** start Excerpt **
Monday, July 28, 2008

CLASHES IN THE CATHEDRAL

Angry immigrants today occupied the Cathedral in Naples after spending three nights on the street following a fire which had forced them to leave their homes. Their main grievance was that they believed that Italian citizens who had also been affected were offered decent alternative housing immediately.

It seems that the immigrants were initially waiting to see a member of the Catholic Curia but the trouble started at around 12.30 pm when they were asked to leave, as that is the time when the Cathedral closes for the afternoon. At that point, the immigrants lay down on the pews. Many of them were terrified of being identified because their documents were not in order.

Then things got ugly and scuffles broke out. Three arrests were made and one man was treated for cuts and bruises. The immigrants’ cause was supported by several groups, including Italy’s No Global.

This incident raises so many questions, many of them uncomfortable ones: Does a country have a right, or even a duty, to look after its own citizens first? On the other hand, surely everyone has a right to be treated with some human dignity? What would any of us do if we suddenly found ourselves homeless through no fault of our own? And if you are seeking a little compassion when you most need it , is it unreasonable to suppose that you might find it in a church?
** end Excerpt **
** start Task inputs **
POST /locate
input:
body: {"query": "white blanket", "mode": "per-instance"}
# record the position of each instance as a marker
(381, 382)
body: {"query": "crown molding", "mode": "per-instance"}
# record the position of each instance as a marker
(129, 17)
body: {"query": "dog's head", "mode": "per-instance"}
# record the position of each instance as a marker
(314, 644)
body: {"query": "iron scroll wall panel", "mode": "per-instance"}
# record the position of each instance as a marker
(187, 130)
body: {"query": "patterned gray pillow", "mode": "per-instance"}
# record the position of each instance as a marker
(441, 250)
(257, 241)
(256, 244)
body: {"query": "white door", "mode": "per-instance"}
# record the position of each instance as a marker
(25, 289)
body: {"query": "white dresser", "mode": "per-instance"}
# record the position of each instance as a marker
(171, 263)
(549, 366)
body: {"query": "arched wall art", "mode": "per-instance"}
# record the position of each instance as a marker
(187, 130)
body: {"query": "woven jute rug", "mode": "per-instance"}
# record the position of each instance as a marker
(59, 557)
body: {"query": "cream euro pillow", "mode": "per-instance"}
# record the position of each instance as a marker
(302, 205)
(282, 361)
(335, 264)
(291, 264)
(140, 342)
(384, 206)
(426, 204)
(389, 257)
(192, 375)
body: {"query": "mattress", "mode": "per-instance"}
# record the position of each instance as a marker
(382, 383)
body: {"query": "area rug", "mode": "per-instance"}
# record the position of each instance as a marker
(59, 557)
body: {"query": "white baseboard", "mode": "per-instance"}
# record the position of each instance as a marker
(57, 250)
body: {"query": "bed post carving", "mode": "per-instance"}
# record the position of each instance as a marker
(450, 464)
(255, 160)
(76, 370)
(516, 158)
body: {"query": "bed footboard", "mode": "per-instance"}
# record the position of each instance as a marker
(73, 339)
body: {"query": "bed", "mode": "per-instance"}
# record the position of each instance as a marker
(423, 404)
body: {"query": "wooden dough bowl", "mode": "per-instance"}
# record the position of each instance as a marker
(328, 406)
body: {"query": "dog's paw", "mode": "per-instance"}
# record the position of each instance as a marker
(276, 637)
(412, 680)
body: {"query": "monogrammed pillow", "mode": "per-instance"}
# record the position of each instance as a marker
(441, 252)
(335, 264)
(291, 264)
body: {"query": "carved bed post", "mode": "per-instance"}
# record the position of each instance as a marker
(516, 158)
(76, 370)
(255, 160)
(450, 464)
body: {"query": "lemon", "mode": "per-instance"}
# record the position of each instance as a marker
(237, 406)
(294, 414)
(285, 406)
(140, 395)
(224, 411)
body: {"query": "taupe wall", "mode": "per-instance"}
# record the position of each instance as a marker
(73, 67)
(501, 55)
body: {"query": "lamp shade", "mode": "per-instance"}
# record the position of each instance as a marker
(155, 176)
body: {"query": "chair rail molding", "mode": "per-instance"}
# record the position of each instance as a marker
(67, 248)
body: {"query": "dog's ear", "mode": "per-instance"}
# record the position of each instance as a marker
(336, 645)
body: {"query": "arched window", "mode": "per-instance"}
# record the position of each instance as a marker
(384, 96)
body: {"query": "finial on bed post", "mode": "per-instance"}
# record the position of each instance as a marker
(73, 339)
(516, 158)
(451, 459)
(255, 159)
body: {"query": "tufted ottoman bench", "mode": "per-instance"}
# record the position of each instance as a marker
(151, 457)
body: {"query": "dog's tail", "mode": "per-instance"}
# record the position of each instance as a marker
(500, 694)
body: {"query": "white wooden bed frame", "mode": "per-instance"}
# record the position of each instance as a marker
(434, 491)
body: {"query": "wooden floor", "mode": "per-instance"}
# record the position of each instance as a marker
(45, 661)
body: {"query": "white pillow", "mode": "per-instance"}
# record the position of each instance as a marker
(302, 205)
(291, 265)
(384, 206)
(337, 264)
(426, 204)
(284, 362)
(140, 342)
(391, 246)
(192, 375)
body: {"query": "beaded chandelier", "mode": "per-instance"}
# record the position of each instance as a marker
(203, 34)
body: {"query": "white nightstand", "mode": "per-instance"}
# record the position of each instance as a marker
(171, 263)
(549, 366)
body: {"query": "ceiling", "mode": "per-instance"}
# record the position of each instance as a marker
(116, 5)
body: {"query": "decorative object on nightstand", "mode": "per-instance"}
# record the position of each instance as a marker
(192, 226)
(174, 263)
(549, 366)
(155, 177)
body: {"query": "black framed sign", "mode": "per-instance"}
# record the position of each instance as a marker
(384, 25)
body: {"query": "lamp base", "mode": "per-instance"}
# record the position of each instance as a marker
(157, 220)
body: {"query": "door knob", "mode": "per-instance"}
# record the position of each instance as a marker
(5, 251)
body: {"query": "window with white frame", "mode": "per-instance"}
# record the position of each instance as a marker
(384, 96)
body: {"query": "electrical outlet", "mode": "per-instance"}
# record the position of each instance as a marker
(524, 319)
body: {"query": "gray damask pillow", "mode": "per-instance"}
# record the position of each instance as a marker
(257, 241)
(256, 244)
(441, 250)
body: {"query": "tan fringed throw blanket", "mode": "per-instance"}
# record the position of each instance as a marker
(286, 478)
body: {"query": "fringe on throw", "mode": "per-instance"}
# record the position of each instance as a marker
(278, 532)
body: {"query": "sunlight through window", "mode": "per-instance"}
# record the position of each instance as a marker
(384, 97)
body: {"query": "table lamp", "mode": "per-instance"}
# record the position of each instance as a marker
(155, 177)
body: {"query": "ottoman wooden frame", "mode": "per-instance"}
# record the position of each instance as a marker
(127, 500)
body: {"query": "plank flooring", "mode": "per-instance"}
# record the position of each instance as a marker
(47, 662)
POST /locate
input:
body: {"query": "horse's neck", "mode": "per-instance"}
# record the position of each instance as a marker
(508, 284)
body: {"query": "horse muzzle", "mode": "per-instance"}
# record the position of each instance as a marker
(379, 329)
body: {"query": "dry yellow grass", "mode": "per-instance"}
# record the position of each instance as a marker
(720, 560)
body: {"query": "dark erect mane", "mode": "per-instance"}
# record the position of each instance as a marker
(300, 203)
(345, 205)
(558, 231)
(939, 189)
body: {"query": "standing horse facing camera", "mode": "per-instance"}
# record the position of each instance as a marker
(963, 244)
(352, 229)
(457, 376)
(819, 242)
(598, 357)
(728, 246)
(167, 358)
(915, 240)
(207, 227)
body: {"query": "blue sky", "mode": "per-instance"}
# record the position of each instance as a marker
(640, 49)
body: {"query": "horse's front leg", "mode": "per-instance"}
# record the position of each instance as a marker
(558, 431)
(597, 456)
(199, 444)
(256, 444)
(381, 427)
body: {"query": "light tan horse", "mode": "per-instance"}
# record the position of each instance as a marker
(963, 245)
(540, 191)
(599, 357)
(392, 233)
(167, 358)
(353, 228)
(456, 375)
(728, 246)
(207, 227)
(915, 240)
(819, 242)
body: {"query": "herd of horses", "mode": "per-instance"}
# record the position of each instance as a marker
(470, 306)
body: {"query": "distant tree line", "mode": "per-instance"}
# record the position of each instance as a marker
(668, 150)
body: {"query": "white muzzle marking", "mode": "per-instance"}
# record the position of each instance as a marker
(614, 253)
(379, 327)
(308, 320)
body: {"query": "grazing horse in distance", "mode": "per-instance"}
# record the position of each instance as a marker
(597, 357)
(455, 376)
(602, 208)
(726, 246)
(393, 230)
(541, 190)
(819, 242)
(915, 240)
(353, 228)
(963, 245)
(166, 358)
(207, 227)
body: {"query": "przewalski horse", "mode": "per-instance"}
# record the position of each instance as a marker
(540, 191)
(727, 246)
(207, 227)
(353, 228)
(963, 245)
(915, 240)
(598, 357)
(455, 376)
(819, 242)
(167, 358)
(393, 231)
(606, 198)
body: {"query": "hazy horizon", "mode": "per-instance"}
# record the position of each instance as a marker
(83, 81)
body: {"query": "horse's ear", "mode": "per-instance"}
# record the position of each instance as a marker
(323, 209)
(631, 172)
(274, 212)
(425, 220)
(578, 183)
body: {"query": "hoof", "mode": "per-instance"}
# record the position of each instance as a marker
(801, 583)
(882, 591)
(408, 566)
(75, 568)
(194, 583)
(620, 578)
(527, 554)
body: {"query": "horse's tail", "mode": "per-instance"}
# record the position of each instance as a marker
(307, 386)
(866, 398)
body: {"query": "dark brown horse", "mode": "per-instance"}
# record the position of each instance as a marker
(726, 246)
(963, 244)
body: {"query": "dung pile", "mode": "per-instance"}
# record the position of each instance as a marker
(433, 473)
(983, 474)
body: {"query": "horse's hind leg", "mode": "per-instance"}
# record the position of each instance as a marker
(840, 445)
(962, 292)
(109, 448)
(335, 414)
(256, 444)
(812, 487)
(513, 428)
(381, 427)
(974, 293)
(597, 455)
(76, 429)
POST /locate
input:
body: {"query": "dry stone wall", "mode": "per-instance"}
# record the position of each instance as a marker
** end Task inputs **
> [Given exercise 1]
Count the lines in the entries that contain the string "door", with case counting, and give only the number.
> [Given exercise 2]
Continue the post on the Naples Cathedral clash, picking up after its final question.
The post on the Naples Cathedral clash has no connection to the entries.

> [Final answer 1]
2

> [Final answer 2]
17 comments:

CherryPie said...

On the other hand, surely everyone has a right to be treated with some human dignity?

Everyone has the right always! It makes me sad that rules and regulations make it otherwise...

kyles said...

ohhh welshcakes, how sad. In Australia we are supposed to support the principle of the 'aussie fair go'...but from where I stand, sometimes the aussie fair go doesn't extend to those seeking refuge from their birthlands, or even indeed our own Indigenous population.

How sad for those poor immigrants, you are so right, this does raise huge issues. One phrase that is swimming in my head, is there but for the grace of god go I...these are our brothers and sisters, we need to look after each other more for sure. And of course it's not unreasonable to expect to find refuge in a church...sending peaceful vibes your way xo

Girl on the Run... said...

This is so sad. I can't even imagine how a church could feel they are in the right to turn out those in need.

What is happening in this world when basic human rights and care are no more important than yesterday's trash?

Very very sad.


Welshcakes... asking a favor here. I am putting together a list of women who inspire both real and fictional. Please stop by and add some names to the list! Thanks so much ~ M

jmb said...

And if you are seeking a little compassion when you most need it , is it unreasonable to suppose that you might find it in a church?
How great does that look, to kick the homeless out of the church? Of course they should have made an exception and taken care of these people, be they Italians or not.

Ellee Seymour said...

It certainly sounds very fascist to me, is the Italian media discussing this concept?

Lord James Bigglesworth said...

This raises other questions too. In my linked post, I conclude that I just don't know the answer. Does anyone?

Aileni said...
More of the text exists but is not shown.